» REQUEST
From the line that contains "Keypoint placement rule: for each instance of the stone head" down to the last line of the data below, restate every line word for word, skipping any images.

··········

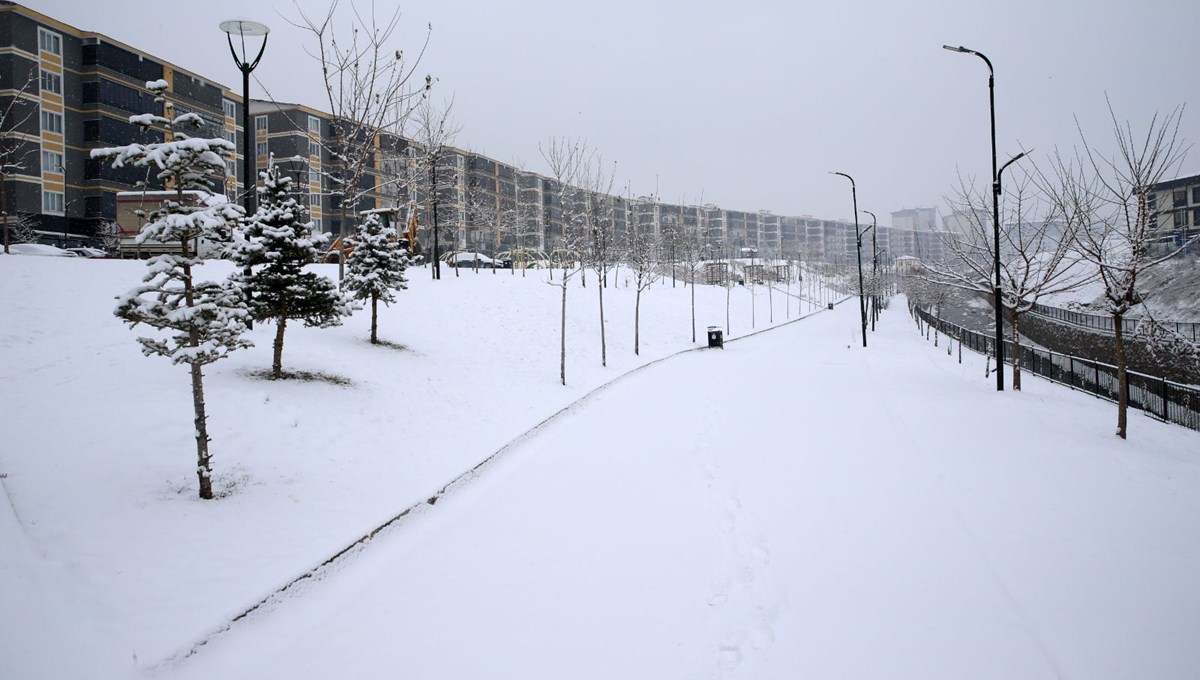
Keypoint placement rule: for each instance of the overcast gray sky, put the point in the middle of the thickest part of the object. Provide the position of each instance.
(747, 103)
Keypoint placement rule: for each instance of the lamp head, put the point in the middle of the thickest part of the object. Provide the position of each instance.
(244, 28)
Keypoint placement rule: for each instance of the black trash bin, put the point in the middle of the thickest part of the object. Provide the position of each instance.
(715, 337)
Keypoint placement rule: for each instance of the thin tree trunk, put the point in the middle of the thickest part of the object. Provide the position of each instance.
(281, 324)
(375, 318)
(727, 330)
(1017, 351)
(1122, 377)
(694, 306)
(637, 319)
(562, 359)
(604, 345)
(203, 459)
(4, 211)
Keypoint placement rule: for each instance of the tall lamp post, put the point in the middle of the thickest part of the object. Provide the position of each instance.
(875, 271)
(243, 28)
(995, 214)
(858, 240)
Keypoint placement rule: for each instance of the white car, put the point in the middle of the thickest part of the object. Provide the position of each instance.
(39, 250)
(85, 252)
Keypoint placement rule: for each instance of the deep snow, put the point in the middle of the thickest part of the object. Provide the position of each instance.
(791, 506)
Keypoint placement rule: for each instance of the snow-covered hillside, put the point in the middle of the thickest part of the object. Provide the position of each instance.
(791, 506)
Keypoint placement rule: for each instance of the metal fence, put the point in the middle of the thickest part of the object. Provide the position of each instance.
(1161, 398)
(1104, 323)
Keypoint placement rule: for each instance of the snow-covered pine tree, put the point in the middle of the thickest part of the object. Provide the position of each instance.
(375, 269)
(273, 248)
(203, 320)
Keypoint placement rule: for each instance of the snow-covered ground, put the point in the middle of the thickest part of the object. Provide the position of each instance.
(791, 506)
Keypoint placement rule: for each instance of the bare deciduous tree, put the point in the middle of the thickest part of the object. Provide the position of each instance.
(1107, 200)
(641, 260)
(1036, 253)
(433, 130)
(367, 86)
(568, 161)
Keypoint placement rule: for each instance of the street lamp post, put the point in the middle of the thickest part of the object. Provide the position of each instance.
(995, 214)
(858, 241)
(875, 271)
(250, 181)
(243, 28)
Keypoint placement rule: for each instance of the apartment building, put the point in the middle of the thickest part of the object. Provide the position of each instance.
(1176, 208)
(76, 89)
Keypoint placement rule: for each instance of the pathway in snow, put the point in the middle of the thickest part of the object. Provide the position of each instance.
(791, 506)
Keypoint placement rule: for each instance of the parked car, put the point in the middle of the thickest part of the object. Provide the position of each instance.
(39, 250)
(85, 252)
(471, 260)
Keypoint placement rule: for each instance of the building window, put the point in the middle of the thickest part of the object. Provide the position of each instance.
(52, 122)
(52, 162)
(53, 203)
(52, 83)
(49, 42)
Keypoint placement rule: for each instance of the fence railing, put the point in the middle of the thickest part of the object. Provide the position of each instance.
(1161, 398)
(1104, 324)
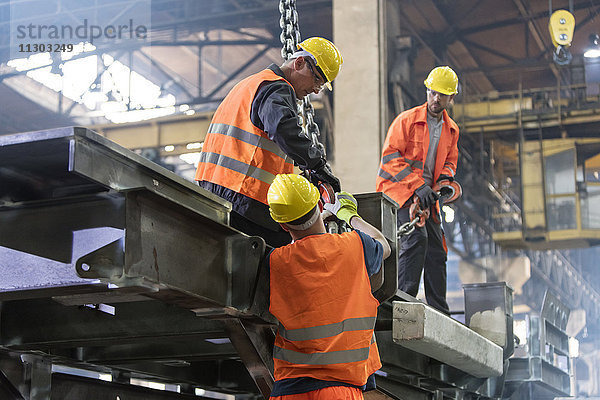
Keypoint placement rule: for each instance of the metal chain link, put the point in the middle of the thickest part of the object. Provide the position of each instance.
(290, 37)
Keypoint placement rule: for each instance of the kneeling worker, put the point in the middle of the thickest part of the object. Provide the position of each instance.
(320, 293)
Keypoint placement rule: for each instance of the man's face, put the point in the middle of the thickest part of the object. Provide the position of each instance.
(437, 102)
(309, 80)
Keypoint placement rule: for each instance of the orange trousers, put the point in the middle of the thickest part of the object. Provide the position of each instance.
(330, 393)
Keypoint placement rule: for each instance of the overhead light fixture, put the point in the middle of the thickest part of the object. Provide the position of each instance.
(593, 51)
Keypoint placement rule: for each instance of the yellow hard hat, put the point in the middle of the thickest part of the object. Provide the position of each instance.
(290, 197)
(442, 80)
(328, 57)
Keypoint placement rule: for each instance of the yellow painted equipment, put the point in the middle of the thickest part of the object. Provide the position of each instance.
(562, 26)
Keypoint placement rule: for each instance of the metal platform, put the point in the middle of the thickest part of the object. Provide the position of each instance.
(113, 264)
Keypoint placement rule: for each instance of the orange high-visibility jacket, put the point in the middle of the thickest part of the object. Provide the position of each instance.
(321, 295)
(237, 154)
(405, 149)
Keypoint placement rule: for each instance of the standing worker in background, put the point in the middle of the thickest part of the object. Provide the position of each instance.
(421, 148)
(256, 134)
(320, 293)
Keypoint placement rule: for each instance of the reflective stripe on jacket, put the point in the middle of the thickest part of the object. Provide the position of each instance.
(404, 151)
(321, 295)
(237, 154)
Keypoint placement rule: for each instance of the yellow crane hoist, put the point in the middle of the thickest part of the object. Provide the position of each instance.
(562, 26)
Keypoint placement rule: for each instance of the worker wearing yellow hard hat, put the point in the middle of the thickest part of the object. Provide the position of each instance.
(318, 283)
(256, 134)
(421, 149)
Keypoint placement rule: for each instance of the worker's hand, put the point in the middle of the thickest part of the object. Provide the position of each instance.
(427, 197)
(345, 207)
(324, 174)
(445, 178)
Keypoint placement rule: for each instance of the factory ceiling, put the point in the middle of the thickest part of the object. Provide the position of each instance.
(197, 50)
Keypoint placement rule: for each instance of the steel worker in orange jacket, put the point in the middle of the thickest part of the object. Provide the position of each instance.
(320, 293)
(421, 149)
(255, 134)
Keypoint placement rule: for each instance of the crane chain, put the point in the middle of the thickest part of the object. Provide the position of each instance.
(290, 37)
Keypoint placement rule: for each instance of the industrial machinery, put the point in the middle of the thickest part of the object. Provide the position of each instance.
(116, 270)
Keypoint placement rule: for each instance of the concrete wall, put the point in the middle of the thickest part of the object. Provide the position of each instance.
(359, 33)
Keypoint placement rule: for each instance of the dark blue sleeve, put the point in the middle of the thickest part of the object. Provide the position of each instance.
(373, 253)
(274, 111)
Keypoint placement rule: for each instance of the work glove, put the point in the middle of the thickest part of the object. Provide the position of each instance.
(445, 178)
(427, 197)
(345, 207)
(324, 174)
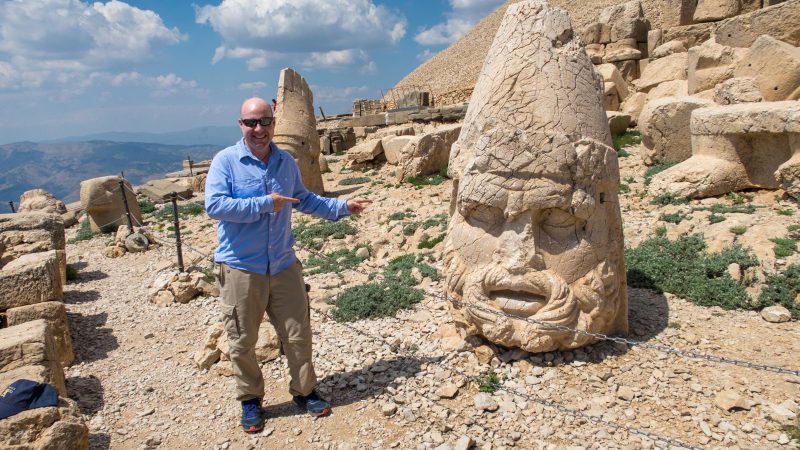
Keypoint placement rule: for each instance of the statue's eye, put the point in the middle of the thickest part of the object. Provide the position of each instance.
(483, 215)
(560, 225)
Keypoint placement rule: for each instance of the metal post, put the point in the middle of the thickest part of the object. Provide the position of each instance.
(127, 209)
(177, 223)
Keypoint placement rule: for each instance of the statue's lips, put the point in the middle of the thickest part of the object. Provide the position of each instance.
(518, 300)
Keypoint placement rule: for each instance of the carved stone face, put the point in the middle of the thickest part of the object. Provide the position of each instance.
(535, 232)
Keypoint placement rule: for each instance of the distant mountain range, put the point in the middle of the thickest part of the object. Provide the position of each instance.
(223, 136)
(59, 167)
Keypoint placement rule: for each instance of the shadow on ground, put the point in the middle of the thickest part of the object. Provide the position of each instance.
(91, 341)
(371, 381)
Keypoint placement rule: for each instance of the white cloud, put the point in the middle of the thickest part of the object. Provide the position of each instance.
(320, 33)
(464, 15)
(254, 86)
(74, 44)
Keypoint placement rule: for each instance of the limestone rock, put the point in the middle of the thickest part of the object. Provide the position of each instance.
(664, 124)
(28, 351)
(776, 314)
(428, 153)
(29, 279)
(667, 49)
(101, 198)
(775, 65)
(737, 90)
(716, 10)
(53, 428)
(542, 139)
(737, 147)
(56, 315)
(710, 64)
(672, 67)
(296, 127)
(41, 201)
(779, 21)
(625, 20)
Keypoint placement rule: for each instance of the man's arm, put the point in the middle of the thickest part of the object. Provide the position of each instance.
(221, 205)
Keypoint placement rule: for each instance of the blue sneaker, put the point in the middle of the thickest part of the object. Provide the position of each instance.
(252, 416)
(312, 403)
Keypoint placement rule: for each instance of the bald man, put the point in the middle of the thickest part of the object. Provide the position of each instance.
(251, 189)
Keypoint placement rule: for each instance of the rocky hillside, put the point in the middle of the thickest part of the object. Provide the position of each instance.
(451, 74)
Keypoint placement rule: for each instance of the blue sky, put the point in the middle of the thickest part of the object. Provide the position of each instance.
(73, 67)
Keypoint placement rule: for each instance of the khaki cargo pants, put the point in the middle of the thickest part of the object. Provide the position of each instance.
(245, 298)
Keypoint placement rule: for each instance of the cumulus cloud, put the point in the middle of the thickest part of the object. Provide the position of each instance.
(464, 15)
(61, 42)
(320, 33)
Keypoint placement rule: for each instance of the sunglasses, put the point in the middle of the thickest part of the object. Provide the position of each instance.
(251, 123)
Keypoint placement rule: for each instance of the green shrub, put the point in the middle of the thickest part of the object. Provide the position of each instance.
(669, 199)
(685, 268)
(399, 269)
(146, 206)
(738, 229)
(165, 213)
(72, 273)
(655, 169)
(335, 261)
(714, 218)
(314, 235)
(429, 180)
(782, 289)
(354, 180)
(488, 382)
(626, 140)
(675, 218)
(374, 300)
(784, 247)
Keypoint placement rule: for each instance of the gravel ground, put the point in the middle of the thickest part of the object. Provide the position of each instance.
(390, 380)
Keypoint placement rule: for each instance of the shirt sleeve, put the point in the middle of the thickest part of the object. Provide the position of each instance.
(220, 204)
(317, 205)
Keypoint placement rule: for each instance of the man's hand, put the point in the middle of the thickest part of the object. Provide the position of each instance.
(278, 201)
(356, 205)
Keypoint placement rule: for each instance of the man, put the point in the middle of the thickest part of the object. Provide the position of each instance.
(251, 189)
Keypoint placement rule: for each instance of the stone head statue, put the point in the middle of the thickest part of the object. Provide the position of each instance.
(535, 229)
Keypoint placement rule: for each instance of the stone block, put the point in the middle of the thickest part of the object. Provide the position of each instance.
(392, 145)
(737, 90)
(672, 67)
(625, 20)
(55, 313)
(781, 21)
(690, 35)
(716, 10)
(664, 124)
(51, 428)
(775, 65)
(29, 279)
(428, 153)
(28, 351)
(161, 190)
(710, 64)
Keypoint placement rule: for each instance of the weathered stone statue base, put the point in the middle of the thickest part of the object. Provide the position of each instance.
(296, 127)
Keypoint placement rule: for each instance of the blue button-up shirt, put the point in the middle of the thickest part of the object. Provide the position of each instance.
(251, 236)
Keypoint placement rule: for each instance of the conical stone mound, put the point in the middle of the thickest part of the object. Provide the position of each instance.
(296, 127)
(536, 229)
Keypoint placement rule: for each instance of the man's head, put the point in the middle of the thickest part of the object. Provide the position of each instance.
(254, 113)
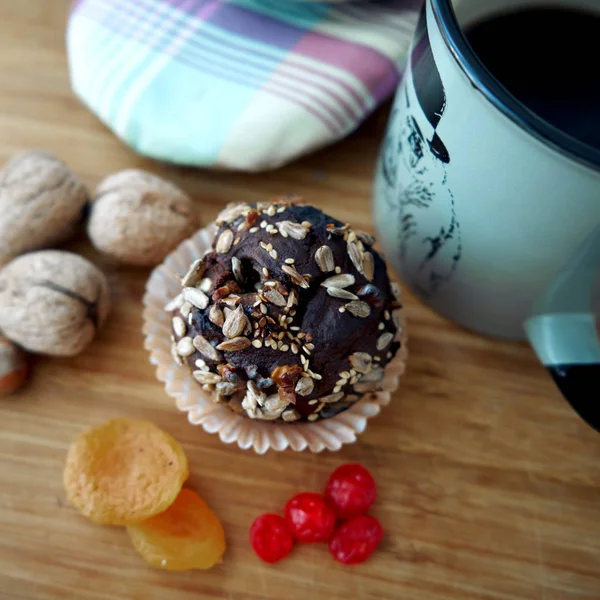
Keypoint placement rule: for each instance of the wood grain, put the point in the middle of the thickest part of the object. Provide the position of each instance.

··········

» REPLY
Keypoint placement rule: for each instance of the stone head statue, put the point in the middle of the thickest part of the object. Provide the position of each instance.
(535, 229)
Keypoint placement rule: for each instance of the stone block, put the point in the middle of the thickest part of the object. Provide the position of each instance.
(392, 145)
(737, 90)
(672, 67)
(625, 20)
(55, 313)
(781, 21)
(690, 35)
(716, 10)
(664, 124)
(51, 428)
(775, 65)
(29, 279)
(428, 153)
(28, 351)
(161, 190)
(710, 64)
Keypoint placement rule: for each instance of the weathered stone statue base, put the point in the middle of the thickest part of the object. Provide the position of each instance.
(296, 127)
Keypoint placement rule: for each instance of the blue button-up shirt, put the point in the middle of the thickest part of the object. Provide the position of each instance.
(251, 236)
Keypoint placement rule: for each instance of the conical stone mound, put the point in the middle of the thickest part of the object. Provide the position of each instance.
(296, 127)
(536, 229)
Keypoint placement rule: for each instance of the man's head, put the point in the middle of the thickest part of the object. Provide the position of each instance.
(254, 113)
Keypoint placement rule: for each instance of the wood grain, put the point in the middle of the thickest part of the object. Provide the position of each instance.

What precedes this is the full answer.